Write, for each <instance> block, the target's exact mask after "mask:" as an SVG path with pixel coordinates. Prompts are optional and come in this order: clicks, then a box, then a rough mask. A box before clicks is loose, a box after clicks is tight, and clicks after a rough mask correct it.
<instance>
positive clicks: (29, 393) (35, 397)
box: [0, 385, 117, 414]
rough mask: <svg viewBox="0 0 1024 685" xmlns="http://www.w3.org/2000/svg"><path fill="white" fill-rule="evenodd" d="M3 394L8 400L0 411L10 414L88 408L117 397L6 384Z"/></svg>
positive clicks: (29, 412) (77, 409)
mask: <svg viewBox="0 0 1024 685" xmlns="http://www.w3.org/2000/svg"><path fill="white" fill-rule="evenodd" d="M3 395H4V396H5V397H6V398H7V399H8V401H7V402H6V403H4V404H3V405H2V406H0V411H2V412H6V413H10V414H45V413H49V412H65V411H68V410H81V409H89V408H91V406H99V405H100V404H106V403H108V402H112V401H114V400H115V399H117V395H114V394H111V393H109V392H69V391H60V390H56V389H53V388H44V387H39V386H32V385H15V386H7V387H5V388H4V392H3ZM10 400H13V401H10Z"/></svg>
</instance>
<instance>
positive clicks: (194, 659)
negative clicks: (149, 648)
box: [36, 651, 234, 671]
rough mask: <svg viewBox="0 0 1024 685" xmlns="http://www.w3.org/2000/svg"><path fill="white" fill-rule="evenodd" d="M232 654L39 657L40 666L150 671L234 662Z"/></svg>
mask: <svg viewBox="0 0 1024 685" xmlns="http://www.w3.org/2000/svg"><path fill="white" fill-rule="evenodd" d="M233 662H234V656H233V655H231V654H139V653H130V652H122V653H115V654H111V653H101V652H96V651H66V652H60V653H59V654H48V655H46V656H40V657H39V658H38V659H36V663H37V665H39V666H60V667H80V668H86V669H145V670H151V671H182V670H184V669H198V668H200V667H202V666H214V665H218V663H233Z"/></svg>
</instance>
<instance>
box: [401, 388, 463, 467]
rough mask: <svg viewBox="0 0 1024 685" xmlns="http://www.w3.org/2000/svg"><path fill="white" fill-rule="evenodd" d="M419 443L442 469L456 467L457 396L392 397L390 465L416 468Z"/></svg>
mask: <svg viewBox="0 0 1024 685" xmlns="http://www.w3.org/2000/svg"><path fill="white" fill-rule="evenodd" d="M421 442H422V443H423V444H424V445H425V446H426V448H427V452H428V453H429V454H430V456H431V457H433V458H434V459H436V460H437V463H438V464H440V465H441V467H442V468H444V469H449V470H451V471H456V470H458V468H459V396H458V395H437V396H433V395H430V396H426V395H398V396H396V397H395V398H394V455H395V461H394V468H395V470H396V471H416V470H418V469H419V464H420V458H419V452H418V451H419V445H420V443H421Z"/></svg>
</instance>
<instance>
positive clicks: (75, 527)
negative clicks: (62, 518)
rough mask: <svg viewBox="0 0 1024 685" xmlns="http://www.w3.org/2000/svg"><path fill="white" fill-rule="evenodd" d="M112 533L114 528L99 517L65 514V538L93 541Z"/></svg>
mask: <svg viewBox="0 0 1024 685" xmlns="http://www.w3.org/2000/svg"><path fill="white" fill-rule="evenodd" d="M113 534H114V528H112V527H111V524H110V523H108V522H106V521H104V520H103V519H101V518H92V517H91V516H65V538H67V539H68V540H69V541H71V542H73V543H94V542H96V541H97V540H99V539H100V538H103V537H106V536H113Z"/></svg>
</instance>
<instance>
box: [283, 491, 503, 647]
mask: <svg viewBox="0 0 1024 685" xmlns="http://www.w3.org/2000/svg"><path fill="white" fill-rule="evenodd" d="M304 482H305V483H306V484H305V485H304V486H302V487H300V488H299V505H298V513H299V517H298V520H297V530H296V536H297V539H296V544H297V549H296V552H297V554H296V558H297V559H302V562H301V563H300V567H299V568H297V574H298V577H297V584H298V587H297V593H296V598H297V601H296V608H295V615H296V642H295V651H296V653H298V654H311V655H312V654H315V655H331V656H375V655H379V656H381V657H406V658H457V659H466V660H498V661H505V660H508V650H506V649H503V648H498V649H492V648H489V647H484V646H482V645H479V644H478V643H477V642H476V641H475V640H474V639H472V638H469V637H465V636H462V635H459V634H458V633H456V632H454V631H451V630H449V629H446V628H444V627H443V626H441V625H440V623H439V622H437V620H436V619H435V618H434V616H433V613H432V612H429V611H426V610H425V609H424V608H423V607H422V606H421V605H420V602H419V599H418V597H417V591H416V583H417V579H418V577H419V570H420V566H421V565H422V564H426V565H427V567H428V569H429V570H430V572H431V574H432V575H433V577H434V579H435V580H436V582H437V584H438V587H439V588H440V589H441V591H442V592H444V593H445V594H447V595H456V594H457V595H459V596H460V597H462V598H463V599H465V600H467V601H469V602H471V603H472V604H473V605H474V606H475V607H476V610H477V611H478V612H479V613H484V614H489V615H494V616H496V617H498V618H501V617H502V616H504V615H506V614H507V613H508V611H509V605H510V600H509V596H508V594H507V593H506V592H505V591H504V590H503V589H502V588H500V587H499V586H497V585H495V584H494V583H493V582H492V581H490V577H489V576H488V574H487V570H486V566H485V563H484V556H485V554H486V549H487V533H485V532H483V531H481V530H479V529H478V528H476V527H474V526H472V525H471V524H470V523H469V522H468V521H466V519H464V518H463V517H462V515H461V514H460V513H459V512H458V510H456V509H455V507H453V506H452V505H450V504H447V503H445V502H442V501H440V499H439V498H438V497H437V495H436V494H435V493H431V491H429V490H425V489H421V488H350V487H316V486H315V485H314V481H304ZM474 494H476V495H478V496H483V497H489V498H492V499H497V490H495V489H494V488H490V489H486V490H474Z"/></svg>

Problem description » Line by line, return the whole listing without a single difference.

Worked solution »
Write, for each <instance> block, the target's exact mask after "mask:" as an SVG path with pixel coordinates. Prompts are optional and come in this order: clicks, then a box, then a rough mask. A box before clicks is loose, a box after clicks is tight, and clicks after a rough mask correct it.
<instance>
positive clicks: (29, 393) (35, 397)
box: [0, 385, 117, 414]
rough mask: <svg viewBox="0 0 1024 685" xmlns="http://www.w3.org/2000/svg"><path fill="white" fill-rule="evenodd" d="M3 394L8 400L0 411L10 414L88 408L117 397L6 384Z"/></svg>
positive clicks: (29, 412) (77, 409)
mask: <svg viewBox="0 0 1024 685" xmlns="http://www.w3.org/2000/svg"><path fill="white" fill-rule="evenodd" d="M3 395H4V396H5V397H6V398H7V399H8V401H7V402H6V403H4V404H3V405H2V406H0V411H2V412H6V413H10V414H45V413H49V412H65V411H68V410H81V409H89V408H91V406H99V405H100V404H106V403H108V402H112V401H114V400H115V399H117V395H114V394H111V393H109V392H69V391H60V390H56V389H53V388H44V387H39V386H32V385H15V386H7V387H5V388H4V392H3ZM10 400H13V401H10Z"/></svg>
</instance>
<instance>
positive clicks: (194, 659)
negative clicks: (149, 648)
box: [36, 651, 234, 671]
rough mask: <svg viewBox="0 0 1024 685" xmlns="http://www.w3.org/2000/svg"><path fill="white" fill-rule="evenodd" d="M232 654L39 657L40 666L150 671L234 662Z"/></svg>
mask: <svg viewBox="0 0 1024 685" xmlns="http://www.w3.org/2000/svg"><path fill="white" fill-rule="evenodd" d="M233 662H234V656H233V655H231V654H139V653H130V652H122V653H115V654H111V653H101V652H96V651H66V652H60V653H59V654H48V655H46V656H40V657H39V658H38V659H36V663H37V665H39V666H60V667H80V668H86V669H145V670H151V671H182V670H184V669H198V668H200V667H202V666H214V665H218V663H233Z"/></svg>
</instance>
<instance>
box: [401, 388, 463, 467]
rough mask: <svg viewBox="0 0 1024 685" xmlns="http://www.w3.org/2000/svg"><path fill="white" fill-rule="evenodd" d="M419 443L442 469L456 467L457 396L392 397L390 465L416 468Z"/></svg>
mask: <svg viewBox="0 0 1024 685" xmlns="http://www.w3.org/2000/svg"><path fill="white" fill-rule="evenodd" d="M421 442H422V443H423V444H424V445H425V446H426V448H427V452H428V453H429V454H430V456H431V457H433V458H434V459H436V460H437V463H438V464H440V465H441V467H442V468H444V469H449V470H451V471H456V470H458V468H459V396H458V395H437V396H433V395H430V396H426V395H398V396H396V397H395V398H394V455H395V461H394V468H395V470H396V471H416V470H418V469H419V464H420V458H419V452H418V451H419V445H420V443H421Z"/></svg>
</instance>
<instance>
positive clicks: (75, 527)
negative clicks: (62, 518)
rough mask: <svg viewBox="0 0 1024 685" xmlns="http://www.w3.org/2000/svg"><path fill="white" fill-rule="evenodd" d="M112 533L114 528L99 517L65 514V538L93 541Z"/></svg>
mask: <svg viewBox="0 0 1024 685" xmlns="http://www.w3.org/2000/svg"><path fill="white" fill-rule="evenodd" d="M113 534H114V528H112V527H111V524H110V523H108V522H106V521H104V520H103V519H101V518H92V517H91V516H65V538H67V539H68V540H69V541H71V542H73V543H94V542H96V541H97V540H99V539H100V538H103V537H106V536H113Z"/></svg>
</instance>
<instance>
box: [283, 491, 503, 647]
mask: <svg viewBox="0 0 1024 685" xmlns="http://www.w3.org/2000/svg"><path fill="white" fill-rule="evenodd" d="M304 482H305V483H306V484H305V485H304V486H302V487H300V488H299V505H298V513H299V517H298V520H297V530H296V536H297V539H296V544H297V549H296V552H297V554H296V558H297V559H302V562H301V563H300V567H299V568H297V574H298V577H297V584H298V587H297V593H296V598H297V601H296V608H295V615H296V642H295V651H296V653H298V654H311V655H312V654H315V655H331V656H375V655H379V656H381V657H406V658H457V659H466V660H498V661H505V660H508V650H506V649H503V648H498V649H492V648H489V647H484V646H482V645H479V644H478V643H477V642H476V641H475V640H474V639H472V638H469V637H465V636H462V635H459V634H458V633H456V632H454V631H451V630H449V629H446V628H444V627H443V626H441V625H440V623H439V622H437V620H436V619H435V618H434V616H433V613H432V612H429V611H426V610H425V609H424V608H423V607H422V606H421V605H420V602H419V599H418V597H417V591H416V583H417V579H418V577H419V570H420V566H421V565H422V564H426V565H427V567H428V569H429V570H430V572H431V574H432V575H433V577H434V579H435V580H436V582H437V584H438V587H439V588H440V589H441V591H442V592H444V593H445V594H447V595H456V594H457V595H459V596H460V597H462V598H463V599H465V600H467V601H469V602H471V603H472V604H473V605H474V606H475V607H476V610H477V611H478V612H479V613H484V614H489V615H494V616H496V617H498V618H501V617H502V616H504V615H506V614H507V613H508V611H509V605H510V600H509V596H508V594H507V593H506V592H505V591H504V590H503V589H502V588H500V587H499V586H497V585H495V584H494V583H493V582H492V581H490V577H489V576H488V574H487V570H486V566H485V563H484V556H485V554H486V549H487V533H485V532H483V531H481V530H479V529H478V528H476V527H474V526H472V525H471V524H470V523H469V522H468V521H466V519H464V518H463V517H462V515H461V514H460V513H459V512H458V510H456V509H455V507H453V506H452V505H450V504H447V503H445V502H442V501H440V499H439V498H438V497H437V495H436V494H435V493H431V491H429V490H425V489H421V488H350V487H316V486H315V485H314V481H304ZM474 494H476V495H478V496H483V497H489V498H492V499H497V490H495V489H494V488H490V489H486V490H474Z"/></svg>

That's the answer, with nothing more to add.